— The request —
Swap "tag" for "mark" throughout the lines below, and write them out again with everything else left as it is.

— Provided data —
══════
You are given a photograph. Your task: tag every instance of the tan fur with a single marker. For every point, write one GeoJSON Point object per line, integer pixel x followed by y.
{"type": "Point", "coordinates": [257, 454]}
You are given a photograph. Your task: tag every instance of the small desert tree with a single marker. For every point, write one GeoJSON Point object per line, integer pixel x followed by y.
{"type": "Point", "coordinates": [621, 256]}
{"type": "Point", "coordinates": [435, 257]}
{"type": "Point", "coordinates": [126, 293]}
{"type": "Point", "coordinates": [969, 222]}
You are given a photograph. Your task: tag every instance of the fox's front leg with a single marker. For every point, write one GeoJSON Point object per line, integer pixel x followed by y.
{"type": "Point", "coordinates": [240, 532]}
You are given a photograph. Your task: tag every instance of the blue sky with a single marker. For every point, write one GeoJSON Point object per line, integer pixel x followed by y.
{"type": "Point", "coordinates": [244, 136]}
══════
— Task answer —
You are given a photograph. Your task: mark every instance of the tan fur with a single marker. For every point, write one GeoJSON Point object per line, integer pixel x followed by y.
{"type": "Point", "coordinates": [257, 454]}
You are given a photograph. Your task: mark every instance of the small desert tree with a single marker. For every point, write one GeoJSON Point object per line, integer pixel x followed by y.
{"type": "Point", "coordinates": [621, 256]}
{"type": "Point", "coordinates": [435, 257]}
{"type": "Point", "coordinates": [126, 293]}
{"type": "Point", "coordinates": [969, 222]}
You are given a photograph. Your task: mark every instance of the fox's front leg with a single marker. For every point, write one GeoJSON Point object per line, integer pixel x followed by y.
{"type": "Point", "coordinates": [240, 532]}
You are given a photograph. Your task: mark every instance of the blue sky with a single marker. For every point, write one GeoJSON Point object per line, integer pixel x followed by y.
{"type": "Point", "coordinates": [244, 136]}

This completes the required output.